*TASK OBJECTIVE:* Start with the line containing "If you could point to the wooden" and write out each line through the end of the listing, exactly as given.

::::::

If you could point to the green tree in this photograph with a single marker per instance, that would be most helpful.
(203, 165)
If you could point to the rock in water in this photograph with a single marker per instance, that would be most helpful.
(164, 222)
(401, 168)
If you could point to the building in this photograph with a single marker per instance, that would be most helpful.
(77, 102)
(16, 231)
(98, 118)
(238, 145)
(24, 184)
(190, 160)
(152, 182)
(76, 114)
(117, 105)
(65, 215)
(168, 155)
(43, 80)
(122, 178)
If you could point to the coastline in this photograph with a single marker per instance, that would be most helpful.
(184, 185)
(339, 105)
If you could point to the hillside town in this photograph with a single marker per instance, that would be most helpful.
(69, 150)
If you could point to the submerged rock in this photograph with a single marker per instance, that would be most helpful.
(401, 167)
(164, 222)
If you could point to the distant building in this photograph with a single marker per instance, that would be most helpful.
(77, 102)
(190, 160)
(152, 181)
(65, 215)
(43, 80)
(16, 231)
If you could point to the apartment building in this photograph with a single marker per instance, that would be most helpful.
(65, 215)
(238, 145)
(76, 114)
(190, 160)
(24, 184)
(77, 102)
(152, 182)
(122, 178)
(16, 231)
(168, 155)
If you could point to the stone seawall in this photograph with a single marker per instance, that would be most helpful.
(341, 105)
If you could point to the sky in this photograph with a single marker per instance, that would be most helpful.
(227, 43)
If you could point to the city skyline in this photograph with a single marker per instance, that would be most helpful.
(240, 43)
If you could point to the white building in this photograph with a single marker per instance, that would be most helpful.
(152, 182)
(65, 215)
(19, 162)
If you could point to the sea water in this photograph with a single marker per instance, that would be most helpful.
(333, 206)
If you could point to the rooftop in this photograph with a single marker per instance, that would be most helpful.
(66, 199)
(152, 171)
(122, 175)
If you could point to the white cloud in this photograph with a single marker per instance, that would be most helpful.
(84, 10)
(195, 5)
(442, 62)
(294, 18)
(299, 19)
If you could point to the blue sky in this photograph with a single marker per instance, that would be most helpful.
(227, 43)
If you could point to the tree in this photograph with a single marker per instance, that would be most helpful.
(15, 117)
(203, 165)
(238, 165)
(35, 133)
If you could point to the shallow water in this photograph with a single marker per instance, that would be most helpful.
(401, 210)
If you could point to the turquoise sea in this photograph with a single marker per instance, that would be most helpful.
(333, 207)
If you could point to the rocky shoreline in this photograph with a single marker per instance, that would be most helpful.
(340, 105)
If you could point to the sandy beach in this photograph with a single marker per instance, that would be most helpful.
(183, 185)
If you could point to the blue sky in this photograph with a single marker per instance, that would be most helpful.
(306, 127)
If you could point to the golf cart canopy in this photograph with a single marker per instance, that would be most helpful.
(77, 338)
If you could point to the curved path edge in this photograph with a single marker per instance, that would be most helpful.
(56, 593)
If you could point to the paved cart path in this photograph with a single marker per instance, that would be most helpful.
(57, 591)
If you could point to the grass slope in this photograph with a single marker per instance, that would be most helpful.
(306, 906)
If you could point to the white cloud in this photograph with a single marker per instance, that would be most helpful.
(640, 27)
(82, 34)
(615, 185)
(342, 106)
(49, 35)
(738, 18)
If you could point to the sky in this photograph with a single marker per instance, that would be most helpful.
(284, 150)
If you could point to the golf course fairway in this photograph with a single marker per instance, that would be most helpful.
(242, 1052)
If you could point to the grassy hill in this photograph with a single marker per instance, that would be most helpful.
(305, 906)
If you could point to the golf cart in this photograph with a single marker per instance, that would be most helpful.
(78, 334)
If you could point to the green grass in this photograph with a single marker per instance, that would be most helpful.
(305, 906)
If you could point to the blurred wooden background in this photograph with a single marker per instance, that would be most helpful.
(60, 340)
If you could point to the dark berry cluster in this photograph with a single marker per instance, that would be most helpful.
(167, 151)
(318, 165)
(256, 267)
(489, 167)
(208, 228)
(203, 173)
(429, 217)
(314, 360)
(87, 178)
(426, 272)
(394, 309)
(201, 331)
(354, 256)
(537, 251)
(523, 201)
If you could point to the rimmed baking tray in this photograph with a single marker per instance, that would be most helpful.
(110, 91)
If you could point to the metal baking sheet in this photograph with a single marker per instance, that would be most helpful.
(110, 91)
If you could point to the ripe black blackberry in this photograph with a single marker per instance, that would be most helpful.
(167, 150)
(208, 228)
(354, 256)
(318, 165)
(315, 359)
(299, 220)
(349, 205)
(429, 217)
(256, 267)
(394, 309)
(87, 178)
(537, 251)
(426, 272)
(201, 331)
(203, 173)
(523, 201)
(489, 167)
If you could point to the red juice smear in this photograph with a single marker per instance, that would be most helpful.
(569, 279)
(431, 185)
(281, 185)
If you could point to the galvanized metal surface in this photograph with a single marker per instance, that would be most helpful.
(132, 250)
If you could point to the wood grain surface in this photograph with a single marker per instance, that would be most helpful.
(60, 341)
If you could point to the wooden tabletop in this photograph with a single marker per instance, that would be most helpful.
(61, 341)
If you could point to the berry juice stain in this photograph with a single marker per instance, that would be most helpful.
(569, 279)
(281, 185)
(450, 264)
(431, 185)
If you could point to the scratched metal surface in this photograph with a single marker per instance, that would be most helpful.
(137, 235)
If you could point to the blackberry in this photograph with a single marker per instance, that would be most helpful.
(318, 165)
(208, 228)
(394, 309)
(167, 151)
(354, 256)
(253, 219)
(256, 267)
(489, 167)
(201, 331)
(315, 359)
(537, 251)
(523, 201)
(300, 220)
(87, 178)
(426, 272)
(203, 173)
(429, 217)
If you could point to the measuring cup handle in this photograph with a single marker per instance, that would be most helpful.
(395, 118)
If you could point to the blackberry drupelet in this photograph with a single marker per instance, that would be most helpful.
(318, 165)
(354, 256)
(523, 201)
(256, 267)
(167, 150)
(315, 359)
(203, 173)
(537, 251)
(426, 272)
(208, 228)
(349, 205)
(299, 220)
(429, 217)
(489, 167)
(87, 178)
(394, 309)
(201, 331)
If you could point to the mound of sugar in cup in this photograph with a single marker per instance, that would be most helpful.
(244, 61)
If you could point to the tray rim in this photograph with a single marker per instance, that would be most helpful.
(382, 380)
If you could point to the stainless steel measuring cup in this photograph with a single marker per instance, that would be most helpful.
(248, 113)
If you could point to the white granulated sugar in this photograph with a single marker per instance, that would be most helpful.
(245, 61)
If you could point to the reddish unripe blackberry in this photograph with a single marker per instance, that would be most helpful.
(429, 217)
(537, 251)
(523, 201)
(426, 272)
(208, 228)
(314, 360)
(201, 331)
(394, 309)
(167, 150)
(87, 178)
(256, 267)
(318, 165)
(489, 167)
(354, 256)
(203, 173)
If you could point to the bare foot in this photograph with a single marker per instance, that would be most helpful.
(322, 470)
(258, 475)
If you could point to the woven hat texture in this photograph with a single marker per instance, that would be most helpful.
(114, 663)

::::::

*OUTPUT OF THE EXERCISE:*
If you could point to the wooden tabletop in this photograph with a single marker per instance, that would be most helpful.
(61, 341)
If you could point to the berry juice stain in this photograph with a single marker per instance, that would be most helpful.
(569, 279)
(281, 185)
(450, 264)
(431, 185)
If you could point to the scratched metal surface in this photograph with a single marker per instance, that would be most helpful.
(137, 235)
If you could point to the blackberry in this photograph with a single marker per instance, that would be most helpful.
(318, 165)
(208, 228)
(394, 309)
(167, 151)
(354, 256)
(253, 219)
(256, 267)
(489, 167)
(201, 331)
(315, 359)
(537, 251)
(523, 201)
(300, 220)
(87, 178)
(426, 272)
(203, 173)
(429, 217)
If you could point to the measuring cup handle in this photograph with a single marker per instance, that would be most helpful.
(395, 118)
If you could point to the blackberry drupelet in this photograph with a single marker per instance, that would be most helpful.
(318, 165)
(354, 256)
(523, 201)
(256, 267)
(167, 150)
(315, 359)
(203, 173)
(537, 251)
(426, 272)
(208, 228)
(349, 205)
(299, 220)
(429, 217)
(489, 167)
(87, 178)
(394, 309)
(201, 331)
If you could point to the mound of sugar in cup in this photograph with a single marker per instance, that would be most helpful.
(244, 61)
If you could point to the tray rim in this photograph with a single marker per instance, that would be most helpful.
(382, 380)
If you could point to the stainless steel measuring cup in this photograph with a single marker per instance, that would be most helpful.
(248, 113)
If you could point to the white granulated sugar in this photograph with a single marker per instance, that would be most helpful.
(245, 61)
If you could point to the reddish unripe blackberry in this photograph with a single marker per instance, that would be most helpful.
(429, 217)
(537, 251)
(523, 201)
(426, 272)
(208, 228)
(314, 360)
(201, 331)
(394, 309)
(167, 150)
(87, 178)
(256, 267)
(318, 165)
(489, 167)
(354, 256)
(203, 173)
If you could point to the bare foot in this photograph with a single marker per instance, that would be most helpful.
(322, 470)
(258, 475)
If you could point to the woven hat texture in this photograph with a single marker per instance, that would be most helpful.
(114, 663)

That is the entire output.